- _What you should do_
Reproduce everything from the line containing "Reviewer note: verify that every instance of the bird's head" down to the line containing "[[103, 155]]", both ends included, with each item's instruction text and format sample left unchanged. Scale every pixel coordinate in the answers by 1.3 and round to whole numbers, halves up.

- _Material shown_
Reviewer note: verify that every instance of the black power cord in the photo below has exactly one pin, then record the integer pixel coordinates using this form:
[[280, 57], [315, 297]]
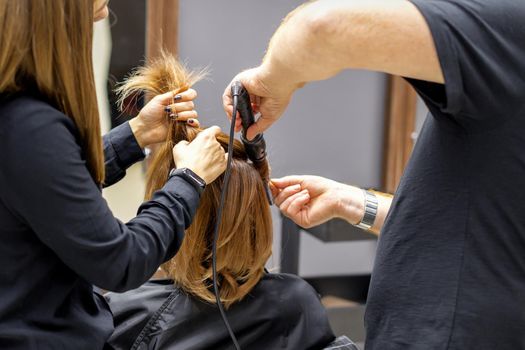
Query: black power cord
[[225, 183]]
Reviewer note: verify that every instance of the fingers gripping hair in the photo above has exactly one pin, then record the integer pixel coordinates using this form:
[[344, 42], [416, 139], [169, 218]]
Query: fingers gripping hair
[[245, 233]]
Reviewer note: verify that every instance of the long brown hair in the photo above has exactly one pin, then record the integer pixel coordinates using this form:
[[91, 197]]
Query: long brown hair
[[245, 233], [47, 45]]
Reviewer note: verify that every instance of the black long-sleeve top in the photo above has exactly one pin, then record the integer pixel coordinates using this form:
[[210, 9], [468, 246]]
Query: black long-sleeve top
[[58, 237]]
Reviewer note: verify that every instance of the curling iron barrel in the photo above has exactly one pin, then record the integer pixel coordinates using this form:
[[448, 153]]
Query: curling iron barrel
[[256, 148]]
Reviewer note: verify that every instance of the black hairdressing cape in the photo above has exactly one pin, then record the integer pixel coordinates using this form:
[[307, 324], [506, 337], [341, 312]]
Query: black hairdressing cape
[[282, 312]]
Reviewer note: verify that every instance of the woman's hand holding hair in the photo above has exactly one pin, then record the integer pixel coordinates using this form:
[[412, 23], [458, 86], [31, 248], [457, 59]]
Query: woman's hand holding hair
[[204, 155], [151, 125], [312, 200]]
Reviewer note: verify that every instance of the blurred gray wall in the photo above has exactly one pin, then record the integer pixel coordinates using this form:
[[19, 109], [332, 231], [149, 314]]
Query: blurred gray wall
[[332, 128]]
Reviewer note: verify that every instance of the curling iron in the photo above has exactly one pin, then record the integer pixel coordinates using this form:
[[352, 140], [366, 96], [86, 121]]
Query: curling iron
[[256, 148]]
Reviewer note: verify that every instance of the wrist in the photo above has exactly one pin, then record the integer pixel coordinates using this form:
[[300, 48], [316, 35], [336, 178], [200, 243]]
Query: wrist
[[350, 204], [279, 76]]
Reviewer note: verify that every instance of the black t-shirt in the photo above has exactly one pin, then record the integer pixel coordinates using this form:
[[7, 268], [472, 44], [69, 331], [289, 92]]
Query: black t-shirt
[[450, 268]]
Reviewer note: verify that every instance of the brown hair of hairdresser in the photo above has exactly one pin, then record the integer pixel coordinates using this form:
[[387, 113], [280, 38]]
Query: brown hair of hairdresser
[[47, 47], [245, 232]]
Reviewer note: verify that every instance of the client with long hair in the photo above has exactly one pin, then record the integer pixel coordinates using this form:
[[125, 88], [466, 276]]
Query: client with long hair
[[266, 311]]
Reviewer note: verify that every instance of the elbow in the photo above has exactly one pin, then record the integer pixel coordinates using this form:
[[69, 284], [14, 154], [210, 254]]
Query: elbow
---
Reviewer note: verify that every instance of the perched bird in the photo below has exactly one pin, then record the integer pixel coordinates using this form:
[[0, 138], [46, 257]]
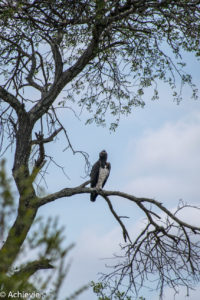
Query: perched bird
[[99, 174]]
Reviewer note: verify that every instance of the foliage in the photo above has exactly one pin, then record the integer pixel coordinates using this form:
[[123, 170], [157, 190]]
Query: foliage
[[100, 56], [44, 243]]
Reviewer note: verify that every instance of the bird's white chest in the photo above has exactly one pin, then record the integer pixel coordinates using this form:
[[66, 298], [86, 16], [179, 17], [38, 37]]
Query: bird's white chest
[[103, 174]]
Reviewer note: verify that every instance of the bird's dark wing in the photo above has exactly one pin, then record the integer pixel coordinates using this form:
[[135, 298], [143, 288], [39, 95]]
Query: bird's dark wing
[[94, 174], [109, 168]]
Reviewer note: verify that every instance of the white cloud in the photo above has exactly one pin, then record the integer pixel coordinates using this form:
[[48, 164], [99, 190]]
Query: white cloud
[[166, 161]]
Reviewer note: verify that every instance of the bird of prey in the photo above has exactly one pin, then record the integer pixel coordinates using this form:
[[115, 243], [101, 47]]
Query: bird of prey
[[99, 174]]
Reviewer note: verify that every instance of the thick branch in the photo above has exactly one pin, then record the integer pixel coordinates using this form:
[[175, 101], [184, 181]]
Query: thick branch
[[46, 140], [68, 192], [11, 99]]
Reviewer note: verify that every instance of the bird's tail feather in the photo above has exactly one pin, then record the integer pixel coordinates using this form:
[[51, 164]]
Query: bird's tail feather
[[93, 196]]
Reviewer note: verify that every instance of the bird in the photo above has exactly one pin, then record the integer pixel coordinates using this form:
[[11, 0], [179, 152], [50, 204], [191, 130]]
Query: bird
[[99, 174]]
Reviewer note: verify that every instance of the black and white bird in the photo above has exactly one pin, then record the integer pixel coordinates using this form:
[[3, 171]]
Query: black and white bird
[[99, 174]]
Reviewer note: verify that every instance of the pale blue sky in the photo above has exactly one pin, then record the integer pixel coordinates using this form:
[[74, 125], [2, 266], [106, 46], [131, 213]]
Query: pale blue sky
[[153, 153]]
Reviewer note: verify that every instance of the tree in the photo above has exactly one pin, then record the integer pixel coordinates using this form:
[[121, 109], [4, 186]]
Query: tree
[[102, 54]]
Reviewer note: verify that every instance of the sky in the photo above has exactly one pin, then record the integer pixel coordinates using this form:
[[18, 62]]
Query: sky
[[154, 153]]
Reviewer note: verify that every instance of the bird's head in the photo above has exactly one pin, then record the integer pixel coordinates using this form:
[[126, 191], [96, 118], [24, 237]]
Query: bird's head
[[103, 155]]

- _Full answer_
Reviewer note: verify that every instance of the bird's head in the photo above has exactly one pin, then record the integer pixel coordinates using this form:
[[126, 191], [96, 118], [24, 237]]
Query: bird's head
[[134, 202]]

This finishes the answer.